• What the task asks:
Give back the data in full. Leave nothing out.

Items listed in a dataset:
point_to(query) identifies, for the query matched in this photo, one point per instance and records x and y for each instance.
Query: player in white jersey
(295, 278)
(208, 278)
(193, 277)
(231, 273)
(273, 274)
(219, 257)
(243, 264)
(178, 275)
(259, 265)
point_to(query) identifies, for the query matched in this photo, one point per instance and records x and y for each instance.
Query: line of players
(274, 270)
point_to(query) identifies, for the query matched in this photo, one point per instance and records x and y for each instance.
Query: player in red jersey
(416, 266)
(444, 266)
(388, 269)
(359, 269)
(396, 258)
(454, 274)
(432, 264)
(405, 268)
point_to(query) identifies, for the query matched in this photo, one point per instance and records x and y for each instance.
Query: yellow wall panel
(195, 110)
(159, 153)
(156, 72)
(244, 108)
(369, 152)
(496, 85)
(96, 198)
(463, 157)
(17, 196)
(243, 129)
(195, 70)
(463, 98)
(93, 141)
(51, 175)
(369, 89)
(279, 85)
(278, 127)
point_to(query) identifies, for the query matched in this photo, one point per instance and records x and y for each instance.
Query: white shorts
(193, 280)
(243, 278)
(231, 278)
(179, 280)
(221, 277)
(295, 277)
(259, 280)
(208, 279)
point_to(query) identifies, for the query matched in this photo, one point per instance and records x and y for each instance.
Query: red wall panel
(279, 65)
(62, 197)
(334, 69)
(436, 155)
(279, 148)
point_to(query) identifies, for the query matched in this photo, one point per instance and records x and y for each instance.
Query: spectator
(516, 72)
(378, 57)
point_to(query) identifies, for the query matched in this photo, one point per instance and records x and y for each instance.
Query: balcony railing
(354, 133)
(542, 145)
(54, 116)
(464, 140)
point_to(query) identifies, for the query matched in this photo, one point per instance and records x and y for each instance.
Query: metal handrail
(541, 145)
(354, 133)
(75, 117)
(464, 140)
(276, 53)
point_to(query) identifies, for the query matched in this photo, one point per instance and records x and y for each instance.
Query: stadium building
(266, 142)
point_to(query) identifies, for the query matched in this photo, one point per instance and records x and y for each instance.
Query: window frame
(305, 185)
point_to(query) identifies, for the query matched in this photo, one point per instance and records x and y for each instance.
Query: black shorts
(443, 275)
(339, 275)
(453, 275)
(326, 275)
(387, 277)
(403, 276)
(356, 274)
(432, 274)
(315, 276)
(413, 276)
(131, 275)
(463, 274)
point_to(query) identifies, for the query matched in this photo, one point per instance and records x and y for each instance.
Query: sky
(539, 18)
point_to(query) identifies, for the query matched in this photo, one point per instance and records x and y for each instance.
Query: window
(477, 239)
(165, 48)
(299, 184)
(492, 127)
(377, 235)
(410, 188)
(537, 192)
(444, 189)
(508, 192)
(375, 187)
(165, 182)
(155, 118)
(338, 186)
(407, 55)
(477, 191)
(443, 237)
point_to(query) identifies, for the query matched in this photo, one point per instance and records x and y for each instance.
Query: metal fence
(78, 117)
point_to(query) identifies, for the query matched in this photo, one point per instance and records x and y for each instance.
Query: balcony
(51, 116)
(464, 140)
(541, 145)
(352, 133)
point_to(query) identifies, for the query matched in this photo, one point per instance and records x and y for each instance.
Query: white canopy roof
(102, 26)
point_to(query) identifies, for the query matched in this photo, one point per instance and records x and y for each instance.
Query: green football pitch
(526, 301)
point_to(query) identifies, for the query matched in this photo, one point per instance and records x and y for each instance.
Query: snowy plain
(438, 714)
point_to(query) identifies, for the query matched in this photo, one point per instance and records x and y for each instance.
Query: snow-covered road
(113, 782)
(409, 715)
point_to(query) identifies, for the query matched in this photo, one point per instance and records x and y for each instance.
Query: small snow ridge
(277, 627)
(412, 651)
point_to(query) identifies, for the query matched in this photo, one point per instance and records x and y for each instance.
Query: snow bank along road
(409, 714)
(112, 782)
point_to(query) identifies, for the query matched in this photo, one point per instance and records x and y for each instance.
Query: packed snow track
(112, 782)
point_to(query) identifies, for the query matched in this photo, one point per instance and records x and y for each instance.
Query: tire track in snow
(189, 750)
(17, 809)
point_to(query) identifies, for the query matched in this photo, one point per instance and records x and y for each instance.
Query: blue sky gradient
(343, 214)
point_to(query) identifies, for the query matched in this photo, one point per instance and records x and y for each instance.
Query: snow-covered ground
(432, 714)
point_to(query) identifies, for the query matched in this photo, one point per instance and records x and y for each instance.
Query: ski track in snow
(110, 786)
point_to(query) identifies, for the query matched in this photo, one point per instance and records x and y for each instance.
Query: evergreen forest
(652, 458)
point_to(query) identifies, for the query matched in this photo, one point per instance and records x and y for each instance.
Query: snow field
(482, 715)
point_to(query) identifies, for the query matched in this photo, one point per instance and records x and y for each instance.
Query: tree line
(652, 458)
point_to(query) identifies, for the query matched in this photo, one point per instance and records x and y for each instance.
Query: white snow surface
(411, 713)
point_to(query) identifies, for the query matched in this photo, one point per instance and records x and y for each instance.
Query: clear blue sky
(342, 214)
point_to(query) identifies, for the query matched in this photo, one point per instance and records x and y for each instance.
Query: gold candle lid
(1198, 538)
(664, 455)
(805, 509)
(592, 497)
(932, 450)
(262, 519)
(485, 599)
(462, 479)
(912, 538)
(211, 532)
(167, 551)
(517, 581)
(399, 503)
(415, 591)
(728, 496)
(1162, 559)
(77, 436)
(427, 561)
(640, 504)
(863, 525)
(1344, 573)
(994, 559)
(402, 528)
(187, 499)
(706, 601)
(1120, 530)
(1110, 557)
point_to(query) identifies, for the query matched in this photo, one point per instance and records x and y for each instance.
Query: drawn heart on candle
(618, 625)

• Task response:
point_to(query) identifies, for the query matched in this photo, one point per instance and records x and y for each instance.
Query: player in white jersey
(295, 278)
(208, 278)
(193, 277)
(231, 273)
(273, 274)
(219, 257)
(243, 264)
(178, 275)
(259, 265)
point_to(query) identifies, for the query matched in this photo, one point per instance and records x and y for each instance.
Query: line of players
(274, 270)
point_to(query) identifies, for the query matched in this photo, one point per instance and records x and y for each instance.
Query: player in red jersey
(416, 266)
(444, 266)
(388, 269)
(359, 269)
(396, 258)
(454, 274)
(432, 264)
(405, 268)
point_to(query) identifies, for the query matched in this photo, one point per instance and records x and y for each instance.
Query: yellow wall panel
(195, 110)
(159, 153)
(156, 72)
(244, 108)
(369, 152)
(496, 85)
(96, 198)
(463, 157)
(17, 196)
(243, 129)
(195, 70)
(463, 98)
(93, 141)
(51, 175)
(369, 89)
(279, 85)
(278, 127)
point_to(query) identifies, for the query matched in this photo, one point per instance and records x and y for each instance.
Query: white shorts
(193, 280)
(243, 278)
(231, 278)
(179, 280)
(221, 277)
(295, 277)
(259, 280)
(208, 279)
point_to(query) identifies, for the query matched in this photo, one point per instance and records x and y for each instance.
Query: red wall panel
(279, 65)
(62, 197)
(334, 69)
(436, 155)
(279, 148)
point_to(query) identifies, for the query matched in this photo, one point per instance and records x and y for each instance.
Query: spectator
(516, 72)
(378, 57)
point_to(query) identifies, for the query matched in this photo, one point per instance and records x and y for each instance.
Query: balcony railing
(354, 133)
(542, 145)
(54, 116)
(464, 140)
point_to(query) identifies, for the query matched in this photo, one point per instance and records x and y for each instance.
Query: metal handrail
(541, 145)
(354, 133)
(75, 117)
(464, 140)
(276, 53)
point_to(query) identifies, for the query matched in this photo, one point per instance and records x and y for each instance.
Query: stadium building
(266, 142)
point_to(query) identifies, for the query matched in this photo, one point per instance and records x and y for each instance.
Query: window frame
(305, 185)
point_to(query) identifies, for the query matched in this photo, one point per instance and records x and y for each instance.
Query: black shorts
(443, 275)
(339, 275)
(453, 275)
(326, 275)
(387, 277)
(403, 276)
(356, 274)
(432, 274)
(315, 276)
(413, 276)
(131, 275)
(463, 274)
point_to(query) identifies, for the query matched in this photo, one point per instance and records x and y for each instance.
Query: sky
(539, 18)
point_to(query) identifies, for the query matched in this photo, one point per instance and records x and y for each instance.
Query: window
(477, 239)
(165, 48)
(299, 184)
(492, 127)
(377, 235)
(410, 188)
(537, 192)
(444, 189)
(508, 192)
(375, 187)
(165, 182)
(155, 118)
(338, 186)
(407, 55)
(477, 191)
(443, 237)
point_to(query) identifies, for the query matched in this photo, one point per instance and records x and y for each instance.
Query: metal fence
(78, 117)
point_to(query) identifies, for the query matched in this photo, one point per instance and records x and y for each instance.
Query: balcony
(51, 116)
(464, 140)
(541, 145)
(352, 133)
point_to(query) identifies, for the query matched in this photo, one point per instance and records x and y for each instance.
Query: white canopy roof
(102, 26)
point_to(query) identifies, for the query matched in this photo, one point per instance and records x and y for each instance.
Query: green football pitch
(526, 301)
point_to(query) identifies, for the query matched in this photo, one point per instance and records x and y for each instance.
Query: snowy plain
(438, 714)
point_to(query) identifies, for the query matched in this photo, one point per instance and records x and y for each instance.
Query: snow-covered road
(113, 782)
(409, 715)
point_to(query) identifies, for the query matched in this photo, one point per instance and records x and y for each instance.
Query: small snow ridge
(277, 627)
(412, 651)
point_to(query) identifies, for the query matched in this photo, one point per instance and records x and y for each instance.
Query: snow bank along road
(409, 714)
(112, 782)
point_to(query) identifies, for the query matched in this photo, one point per instance and records x and y for each instance.
Query: packed snow track
(112, 782)
point_to(query) identifies, for the query matched in this photo, one point per instance and records x and y for each instance.
Query: tire track in snow
(189, 750)
(17, 809)
point_to(query) identifies, for the query matched in this photo, one point per instance and records x and y for each instance.
Query: blue sky gradient
(343, 214)
point_to(query) identifies, for the query matched in this photo, one point per instance and records x and y for each instance.
Query: snow-covered ground
(432, 714)
point_to(query) identifies, for the query matched in this photo, one point per instance and records x and y for each instance.
Query: ski track in snow
(110, 786)
point_to(query) identifies, for the query matched in this photo, one point per instance and records x and y for each instance.
Query: evergreen forest
(652, 458)
point_to(query) identifies, for the query matched in this photo, one point per instance and records x and y for each instance.
Query: snow field
(482, 715)
point_to(query) identifies, for the query matched in this photo, one point per instance and records x and y for each instance.
Query: tree line
(652, 458)
point_to(query) identifies, for the query matched in this photo, one point per instance and records x and y for each instance.
Query: white snow surface
(411, 713)
point_to(query) identifies, for the query matched in this photo, one point per instance and records x and y for each instance.
Query: clear blue sky
(342, 214)
point_to(query) identifies, for the query matched in this photo, one point per instance and records x and y for each instance.
Query: gold candle lid
(1198, 538)
(664, 455)
(805, 509)
(592, 497)
(932, 450)
(262, 519)
(485, 599)
(462, 479)
(912, 538)
(211, 532)
(167, 551)
(517, 581)
(399, 503)
(415, 591)
(728, 496)
(1162, 559)
(77, 436)
(427, 561)
(640, 504)
(863, 525)
(1344, 573)
(994, 559)
(402, 528)
(187, 499)
(706, 601)
(1120, 530)
(1110, 557)
point_to(query) identifies, for the query matched in this photo, one point per instance and records x and y for each instance.
Query: drawn heart on candle
(618, 625)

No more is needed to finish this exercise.